Exercise prompt: Please write out exactly the lines from the opening of the listing through the line that holds "of the pebble", including both, and nothing else; no pictures.

Task input:
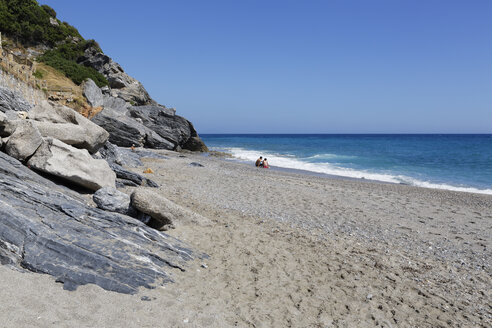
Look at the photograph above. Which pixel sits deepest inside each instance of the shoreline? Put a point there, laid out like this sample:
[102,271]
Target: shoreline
[292,250]
[472,190]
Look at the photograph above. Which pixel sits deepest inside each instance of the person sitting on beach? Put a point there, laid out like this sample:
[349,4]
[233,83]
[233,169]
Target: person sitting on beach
[259,161]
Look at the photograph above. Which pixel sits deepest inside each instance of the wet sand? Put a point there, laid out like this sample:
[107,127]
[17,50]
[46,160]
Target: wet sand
[292,250]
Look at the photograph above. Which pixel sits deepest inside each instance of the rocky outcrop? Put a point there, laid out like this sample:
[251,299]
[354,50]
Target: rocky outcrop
[64,124]
[71,164]
[150,126]
[24,141]
[92,93]
[117,157]
[165,212]
[123,85]
[112,200]
[125,131]
[12,101]
[48,229]
[164,122]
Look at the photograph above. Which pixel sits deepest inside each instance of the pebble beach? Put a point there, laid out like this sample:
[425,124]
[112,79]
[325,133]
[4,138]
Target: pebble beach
[288,249]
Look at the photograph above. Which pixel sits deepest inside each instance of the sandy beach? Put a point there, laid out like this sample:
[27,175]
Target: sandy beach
[292,250]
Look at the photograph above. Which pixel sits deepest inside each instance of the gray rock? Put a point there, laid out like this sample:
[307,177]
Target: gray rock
[115,103]
[24,141]
[195,144]
[75,165]
[11,100]
[65,124]
[7,125]
[170,127]
[173,128]
[195,164]
[125,86]
[110,199]
[164,211]
[123,130]
[92,93]
[116,157]
[46,228]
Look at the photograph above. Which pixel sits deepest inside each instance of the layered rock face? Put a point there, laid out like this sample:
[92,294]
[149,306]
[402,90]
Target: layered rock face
[48,229]
[152,126]
[123,85]
[44,137]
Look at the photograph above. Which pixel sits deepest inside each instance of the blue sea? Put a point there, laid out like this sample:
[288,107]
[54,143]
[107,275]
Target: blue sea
[443,161]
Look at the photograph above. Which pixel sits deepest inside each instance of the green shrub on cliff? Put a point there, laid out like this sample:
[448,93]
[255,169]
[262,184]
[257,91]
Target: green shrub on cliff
[64,58]
[29,23]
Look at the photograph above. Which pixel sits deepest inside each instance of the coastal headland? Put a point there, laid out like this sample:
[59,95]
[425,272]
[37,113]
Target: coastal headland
[292,250]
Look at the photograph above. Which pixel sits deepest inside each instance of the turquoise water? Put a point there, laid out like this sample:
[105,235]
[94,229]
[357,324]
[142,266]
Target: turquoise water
[455,162]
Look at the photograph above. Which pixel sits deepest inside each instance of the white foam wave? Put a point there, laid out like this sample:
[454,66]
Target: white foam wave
[330,156]
[327,168]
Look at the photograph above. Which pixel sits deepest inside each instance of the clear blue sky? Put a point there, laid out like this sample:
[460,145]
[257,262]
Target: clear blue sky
[368,66]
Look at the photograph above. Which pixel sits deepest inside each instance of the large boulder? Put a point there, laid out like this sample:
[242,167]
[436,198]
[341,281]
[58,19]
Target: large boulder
[65,124]
[110,199]
[164,211]
[24,141]
[49,229]
[92,93]
[11,100]
[125,86]
[164,122]
[125,131]
[75,165]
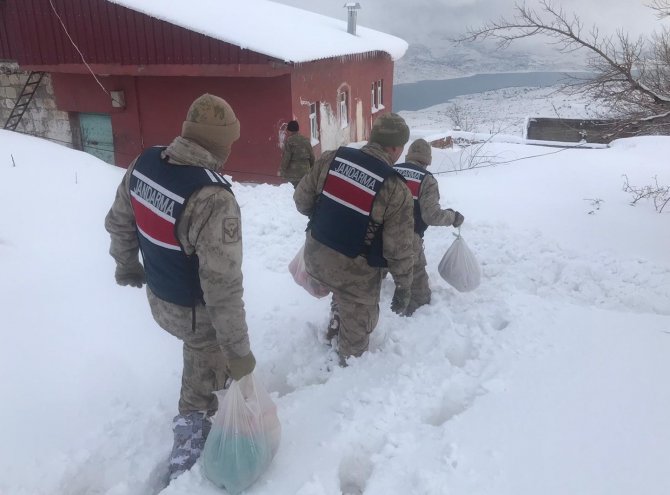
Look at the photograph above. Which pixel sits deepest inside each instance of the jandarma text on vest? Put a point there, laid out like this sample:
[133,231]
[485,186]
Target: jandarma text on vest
[156,199]
[355,174]
[410,174]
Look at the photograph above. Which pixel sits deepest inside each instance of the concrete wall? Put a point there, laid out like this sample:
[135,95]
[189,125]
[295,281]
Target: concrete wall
[42,119]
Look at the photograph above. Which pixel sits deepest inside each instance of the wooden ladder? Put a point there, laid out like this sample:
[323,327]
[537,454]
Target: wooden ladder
[24,99]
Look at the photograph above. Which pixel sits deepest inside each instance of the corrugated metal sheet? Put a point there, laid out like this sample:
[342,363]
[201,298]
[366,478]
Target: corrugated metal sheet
[107,33]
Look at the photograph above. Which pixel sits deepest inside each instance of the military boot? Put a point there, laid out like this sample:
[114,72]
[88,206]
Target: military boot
[334,323]
[190,433]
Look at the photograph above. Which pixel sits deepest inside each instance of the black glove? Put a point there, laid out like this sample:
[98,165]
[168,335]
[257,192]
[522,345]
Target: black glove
[241,367]
[130,275]
[400,300]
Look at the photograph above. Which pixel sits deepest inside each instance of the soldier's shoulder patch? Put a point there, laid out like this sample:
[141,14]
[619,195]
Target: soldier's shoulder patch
[231,229]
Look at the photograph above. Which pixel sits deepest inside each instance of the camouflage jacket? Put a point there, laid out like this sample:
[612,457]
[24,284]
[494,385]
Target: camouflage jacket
[429,202]
[210,226]
[297,157]
[393,208]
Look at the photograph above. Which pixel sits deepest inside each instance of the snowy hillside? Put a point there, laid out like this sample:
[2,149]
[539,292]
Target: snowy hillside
[549,379]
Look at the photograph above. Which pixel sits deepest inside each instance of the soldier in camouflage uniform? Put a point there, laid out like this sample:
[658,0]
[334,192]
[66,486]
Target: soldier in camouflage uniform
[427,211]
[360,213]
[175,208]
[298,157]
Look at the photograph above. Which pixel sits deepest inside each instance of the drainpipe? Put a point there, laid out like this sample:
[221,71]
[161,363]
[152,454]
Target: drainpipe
[352,8]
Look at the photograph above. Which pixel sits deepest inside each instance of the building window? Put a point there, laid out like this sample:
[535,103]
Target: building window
[313,124]
[380,94]
[343,104]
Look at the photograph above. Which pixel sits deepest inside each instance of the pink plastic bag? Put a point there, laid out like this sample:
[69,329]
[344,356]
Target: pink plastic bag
[304,279]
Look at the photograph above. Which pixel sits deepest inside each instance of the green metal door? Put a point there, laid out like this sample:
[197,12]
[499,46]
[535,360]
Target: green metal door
[96,135]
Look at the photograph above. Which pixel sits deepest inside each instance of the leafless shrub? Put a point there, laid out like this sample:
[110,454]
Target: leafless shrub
[659,195]
[632,76]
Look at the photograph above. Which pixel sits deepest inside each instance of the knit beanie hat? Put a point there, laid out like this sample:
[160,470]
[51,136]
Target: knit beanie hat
[211,123]
[419,151]
[389,130]
[293,126]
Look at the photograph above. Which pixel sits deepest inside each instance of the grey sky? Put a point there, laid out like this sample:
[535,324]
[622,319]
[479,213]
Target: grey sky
[422,20]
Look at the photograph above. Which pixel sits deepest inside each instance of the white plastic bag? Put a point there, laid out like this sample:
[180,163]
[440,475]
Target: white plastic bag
[459,267]
[304,279]
[244,437]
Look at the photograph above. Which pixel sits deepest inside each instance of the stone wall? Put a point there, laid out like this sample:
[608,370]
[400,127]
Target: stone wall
[42,119]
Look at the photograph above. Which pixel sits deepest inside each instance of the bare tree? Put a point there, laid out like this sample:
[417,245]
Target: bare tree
[662,7]
[632,76]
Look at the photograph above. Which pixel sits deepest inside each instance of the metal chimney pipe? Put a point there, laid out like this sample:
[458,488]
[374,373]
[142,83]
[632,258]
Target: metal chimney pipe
[352,7]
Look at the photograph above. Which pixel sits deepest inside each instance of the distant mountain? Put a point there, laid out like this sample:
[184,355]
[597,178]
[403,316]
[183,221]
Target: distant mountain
[445,60]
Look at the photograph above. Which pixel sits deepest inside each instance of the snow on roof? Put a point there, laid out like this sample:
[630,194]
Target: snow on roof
[277,30]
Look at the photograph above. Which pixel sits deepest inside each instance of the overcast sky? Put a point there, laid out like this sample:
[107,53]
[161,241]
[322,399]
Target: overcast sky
[418,20]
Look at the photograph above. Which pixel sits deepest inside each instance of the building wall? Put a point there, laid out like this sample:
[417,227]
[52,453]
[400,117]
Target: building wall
[321,81]
[156,107]
[42,119]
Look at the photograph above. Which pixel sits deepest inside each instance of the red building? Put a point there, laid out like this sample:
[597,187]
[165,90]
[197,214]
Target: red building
[126,71]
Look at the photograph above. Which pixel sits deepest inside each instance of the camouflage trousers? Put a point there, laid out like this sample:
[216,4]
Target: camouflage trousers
[356,323]
[420,286]
[204,366]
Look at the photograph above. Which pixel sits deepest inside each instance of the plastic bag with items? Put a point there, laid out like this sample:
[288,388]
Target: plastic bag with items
[244,437]
[304,279]
[459,267]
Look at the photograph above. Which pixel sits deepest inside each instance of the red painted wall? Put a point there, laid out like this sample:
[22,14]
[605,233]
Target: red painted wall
[157,106]
[320,80]
[5,47]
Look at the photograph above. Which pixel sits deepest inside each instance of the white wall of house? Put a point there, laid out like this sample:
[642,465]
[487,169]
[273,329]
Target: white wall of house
[42,118]
[331,133]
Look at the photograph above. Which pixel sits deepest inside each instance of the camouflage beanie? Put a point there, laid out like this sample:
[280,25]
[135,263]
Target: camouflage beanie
[389,130]
[211,123]
[419,151]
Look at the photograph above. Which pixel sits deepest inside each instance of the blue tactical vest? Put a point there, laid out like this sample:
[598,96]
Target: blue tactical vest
[342,212]
[414,176]
[158,193]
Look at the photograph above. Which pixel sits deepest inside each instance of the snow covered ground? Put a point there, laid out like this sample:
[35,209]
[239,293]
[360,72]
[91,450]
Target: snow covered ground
[549,379]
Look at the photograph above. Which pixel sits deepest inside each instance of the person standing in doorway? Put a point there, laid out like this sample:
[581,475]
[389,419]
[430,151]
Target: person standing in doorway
[297,156]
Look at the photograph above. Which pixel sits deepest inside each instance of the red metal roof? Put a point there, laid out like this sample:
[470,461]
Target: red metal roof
[106,33]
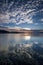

Result for this task:
Look at the photograph above. Which pixel sits deepest inside each instance of the shoreline? Put a point there, laid out like this sample:
[102,271]
Target: shoreline
[292,250]
[472,190]
Look at the photograph above. Which pixel sits deepest inside each instance of the person sitting on beach? Put a point there, laid out like this sample:
[349,4]
[233,83]
[233,169]
Target: person sitting on beach
[259,161]
Look at the photograph above. Which pixel sits deepest inside each instance of the wet sand? Put a point there, laid out like this sample:
[107,127]
[17,50]
[46,160]
Target: wet sand
[292,250]
Look at the photograph above. Which pixel sits deepest inside each instance of the rocky outcrop? Put a point there, laid out like this sample:
[251,299]
[354,50]
Target: rocky outcrop
[64,124]
[71,164]
[150,126]
[24,141]
[92,93]
[117,157]
[165,212]
[123,85]
[112,200]
[125,131]
[12,101]
[48,229]
[164,122]
Look at the photograph above. Which pixel sits deepest inside each instance of the pebble beach? Put a point there, laid out like this sample:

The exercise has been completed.